Task description.
Of the entries that follow, how many lines hold the string "woman"? Write the number and nothing more.

Records for this task.

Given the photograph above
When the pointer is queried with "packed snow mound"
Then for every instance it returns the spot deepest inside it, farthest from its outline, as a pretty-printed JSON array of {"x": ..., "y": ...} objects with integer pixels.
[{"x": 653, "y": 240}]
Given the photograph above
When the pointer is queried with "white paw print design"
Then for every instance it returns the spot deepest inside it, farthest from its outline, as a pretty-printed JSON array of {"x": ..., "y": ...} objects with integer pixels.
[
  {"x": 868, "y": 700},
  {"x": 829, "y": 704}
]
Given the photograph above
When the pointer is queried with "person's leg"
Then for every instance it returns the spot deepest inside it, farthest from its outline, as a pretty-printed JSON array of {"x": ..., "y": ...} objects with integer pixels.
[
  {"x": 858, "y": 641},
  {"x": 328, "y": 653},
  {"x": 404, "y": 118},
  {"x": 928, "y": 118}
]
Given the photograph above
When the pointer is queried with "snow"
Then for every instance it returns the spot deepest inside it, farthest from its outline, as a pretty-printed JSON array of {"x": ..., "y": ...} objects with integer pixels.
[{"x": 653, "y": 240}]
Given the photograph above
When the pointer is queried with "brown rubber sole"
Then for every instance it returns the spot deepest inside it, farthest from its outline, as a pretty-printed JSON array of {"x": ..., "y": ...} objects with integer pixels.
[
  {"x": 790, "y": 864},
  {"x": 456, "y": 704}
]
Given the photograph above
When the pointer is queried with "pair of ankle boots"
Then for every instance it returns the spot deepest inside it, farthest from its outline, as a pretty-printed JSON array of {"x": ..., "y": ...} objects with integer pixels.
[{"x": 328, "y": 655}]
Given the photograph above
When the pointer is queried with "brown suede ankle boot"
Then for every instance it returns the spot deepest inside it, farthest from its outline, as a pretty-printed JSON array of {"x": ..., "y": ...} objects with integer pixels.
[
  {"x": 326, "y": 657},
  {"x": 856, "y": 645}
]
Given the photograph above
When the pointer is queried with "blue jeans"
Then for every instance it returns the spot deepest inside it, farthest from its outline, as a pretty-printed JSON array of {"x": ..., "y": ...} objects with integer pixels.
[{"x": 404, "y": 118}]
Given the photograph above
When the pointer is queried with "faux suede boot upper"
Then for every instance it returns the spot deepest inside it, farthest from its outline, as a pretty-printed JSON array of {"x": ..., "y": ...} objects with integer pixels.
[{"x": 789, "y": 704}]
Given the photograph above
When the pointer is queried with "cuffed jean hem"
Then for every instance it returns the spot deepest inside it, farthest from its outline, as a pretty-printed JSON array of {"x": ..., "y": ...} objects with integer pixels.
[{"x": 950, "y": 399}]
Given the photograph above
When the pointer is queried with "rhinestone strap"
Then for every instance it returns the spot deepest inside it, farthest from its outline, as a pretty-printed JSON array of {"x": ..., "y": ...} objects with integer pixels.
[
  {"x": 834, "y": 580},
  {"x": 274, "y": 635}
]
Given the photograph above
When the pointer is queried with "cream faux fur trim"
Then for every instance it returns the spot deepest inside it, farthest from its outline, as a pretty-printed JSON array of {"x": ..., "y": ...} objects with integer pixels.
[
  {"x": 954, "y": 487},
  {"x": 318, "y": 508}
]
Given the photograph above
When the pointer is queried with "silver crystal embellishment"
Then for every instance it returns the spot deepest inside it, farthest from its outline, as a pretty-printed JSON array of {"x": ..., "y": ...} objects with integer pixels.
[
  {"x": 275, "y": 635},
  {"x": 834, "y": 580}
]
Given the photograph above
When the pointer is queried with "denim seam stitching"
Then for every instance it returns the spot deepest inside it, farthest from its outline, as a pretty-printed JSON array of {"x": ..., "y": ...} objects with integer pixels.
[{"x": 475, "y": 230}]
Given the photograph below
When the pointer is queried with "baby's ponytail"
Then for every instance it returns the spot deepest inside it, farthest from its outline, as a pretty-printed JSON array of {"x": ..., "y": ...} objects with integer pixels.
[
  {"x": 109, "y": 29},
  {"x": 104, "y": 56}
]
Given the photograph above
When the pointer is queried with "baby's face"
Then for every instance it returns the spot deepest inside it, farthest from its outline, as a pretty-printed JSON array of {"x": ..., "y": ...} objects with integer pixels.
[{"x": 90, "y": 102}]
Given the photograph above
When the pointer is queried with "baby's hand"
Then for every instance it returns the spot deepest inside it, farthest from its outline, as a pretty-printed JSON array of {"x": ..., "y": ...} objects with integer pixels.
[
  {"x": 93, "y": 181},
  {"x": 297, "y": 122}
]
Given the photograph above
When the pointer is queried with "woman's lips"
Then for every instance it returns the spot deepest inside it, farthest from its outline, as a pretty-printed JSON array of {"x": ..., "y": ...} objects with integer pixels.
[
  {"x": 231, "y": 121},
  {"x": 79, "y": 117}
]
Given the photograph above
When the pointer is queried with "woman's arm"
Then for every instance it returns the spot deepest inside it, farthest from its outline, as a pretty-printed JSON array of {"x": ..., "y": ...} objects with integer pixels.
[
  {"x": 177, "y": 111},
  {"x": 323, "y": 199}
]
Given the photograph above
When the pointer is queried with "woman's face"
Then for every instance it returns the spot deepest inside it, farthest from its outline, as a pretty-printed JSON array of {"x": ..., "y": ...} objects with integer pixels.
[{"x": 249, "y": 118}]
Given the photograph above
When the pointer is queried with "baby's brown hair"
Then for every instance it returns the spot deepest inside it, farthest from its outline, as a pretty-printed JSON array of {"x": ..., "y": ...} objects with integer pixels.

Answer to the exercise.
3